# PROBLEM TO SOLVE
Find every line in the records that contains the word "outline" and copy each such line in full; matching is case-sensitive.

# INFORMATION SUPPLIED
— BEGIN —

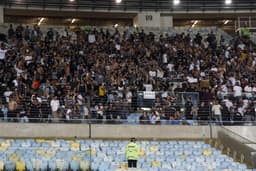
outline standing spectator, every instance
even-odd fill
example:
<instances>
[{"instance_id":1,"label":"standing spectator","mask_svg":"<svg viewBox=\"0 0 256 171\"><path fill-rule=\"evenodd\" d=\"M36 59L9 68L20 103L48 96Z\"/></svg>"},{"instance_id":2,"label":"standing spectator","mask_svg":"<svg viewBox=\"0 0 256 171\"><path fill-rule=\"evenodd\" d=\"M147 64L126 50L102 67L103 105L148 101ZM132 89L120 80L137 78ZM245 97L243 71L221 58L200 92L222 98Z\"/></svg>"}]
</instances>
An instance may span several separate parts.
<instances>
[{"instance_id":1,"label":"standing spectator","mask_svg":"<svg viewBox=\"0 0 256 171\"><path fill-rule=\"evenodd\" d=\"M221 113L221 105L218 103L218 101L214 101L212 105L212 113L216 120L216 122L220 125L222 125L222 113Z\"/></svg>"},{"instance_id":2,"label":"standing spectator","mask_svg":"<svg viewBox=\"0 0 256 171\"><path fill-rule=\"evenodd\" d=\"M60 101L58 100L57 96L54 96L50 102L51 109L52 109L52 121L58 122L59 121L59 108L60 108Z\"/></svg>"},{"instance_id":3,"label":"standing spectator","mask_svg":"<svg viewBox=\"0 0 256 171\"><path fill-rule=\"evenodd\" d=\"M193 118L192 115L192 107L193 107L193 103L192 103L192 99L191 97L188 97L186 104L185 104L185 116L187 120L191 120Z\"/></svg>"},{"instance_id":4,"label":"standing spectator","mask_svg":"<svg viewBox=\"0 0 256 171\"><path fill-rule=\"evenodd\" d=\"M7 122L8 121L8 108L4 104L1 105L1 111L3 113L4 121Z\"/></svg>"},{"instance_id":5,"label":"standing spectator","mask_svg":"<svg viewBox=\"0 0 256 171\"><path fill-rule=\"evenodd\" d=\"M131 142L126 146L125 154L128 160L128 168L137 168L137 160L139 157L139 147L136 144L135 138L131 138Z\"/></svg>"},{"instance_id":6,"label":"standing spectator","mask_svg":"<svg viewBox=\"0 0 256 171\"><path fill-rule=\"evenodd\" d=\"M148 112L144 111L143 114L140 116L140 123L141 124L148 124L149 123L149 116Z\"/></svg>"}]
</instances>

— END —
— BEGIN —

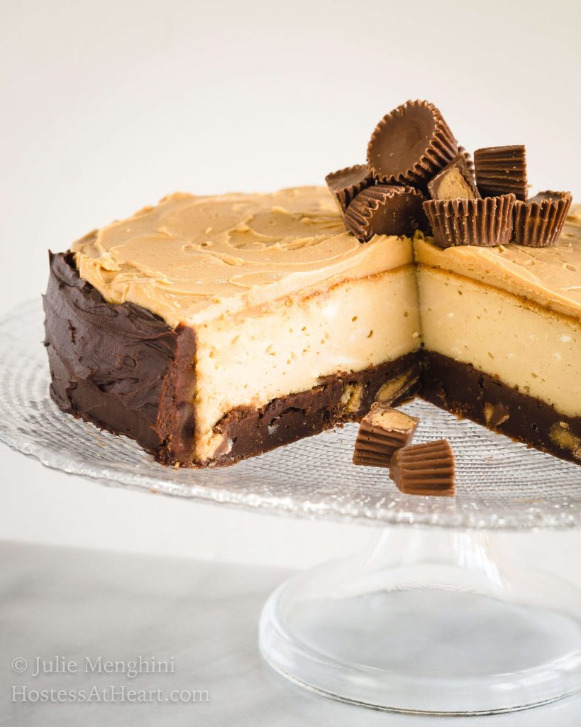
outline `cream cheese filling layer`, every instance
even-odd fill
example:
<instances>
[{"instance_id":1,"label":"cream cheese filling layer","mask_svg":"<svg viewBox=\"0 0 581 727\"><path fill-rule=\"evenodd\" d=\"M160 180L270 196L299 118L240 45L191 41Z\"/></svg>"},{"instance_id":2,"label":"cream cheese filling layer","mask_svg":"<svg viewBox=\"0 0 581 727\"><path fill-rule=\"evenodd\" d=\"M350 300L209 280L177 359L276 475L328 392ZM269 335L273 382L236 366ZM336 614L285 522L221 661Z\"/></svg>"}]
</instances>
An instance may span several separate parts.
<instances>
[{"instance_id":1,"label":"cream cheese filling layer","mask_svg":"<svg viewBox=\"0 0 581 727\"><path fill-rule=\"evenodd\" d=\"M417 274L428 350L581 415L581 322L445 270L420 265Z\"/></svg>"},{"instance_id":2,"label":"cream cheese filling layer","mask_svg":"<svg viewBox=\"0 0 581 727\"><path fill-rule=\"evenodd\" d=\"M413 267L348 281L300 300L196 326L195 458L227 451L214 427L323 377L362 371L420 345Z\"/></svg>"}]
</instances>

— END —
— BEGIN —

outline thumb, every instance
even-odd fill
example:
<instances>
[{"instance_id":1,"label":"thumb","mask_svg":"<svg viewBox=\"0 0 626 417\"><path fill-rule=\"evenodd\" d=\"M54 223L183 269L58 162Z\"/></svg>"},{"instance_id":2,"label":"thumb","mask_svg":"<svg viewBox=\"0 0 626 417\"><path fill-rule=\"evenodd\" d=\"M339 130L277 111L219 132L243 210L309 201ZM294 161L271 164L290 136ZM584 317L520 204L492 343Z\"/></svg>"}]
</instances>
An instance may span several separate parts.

— END —

# SOLUTION FOR THIS EXERCISE
outline standing spectator, every instance
outline `cream cheese filling layer`, every instance
outline thumb, every instance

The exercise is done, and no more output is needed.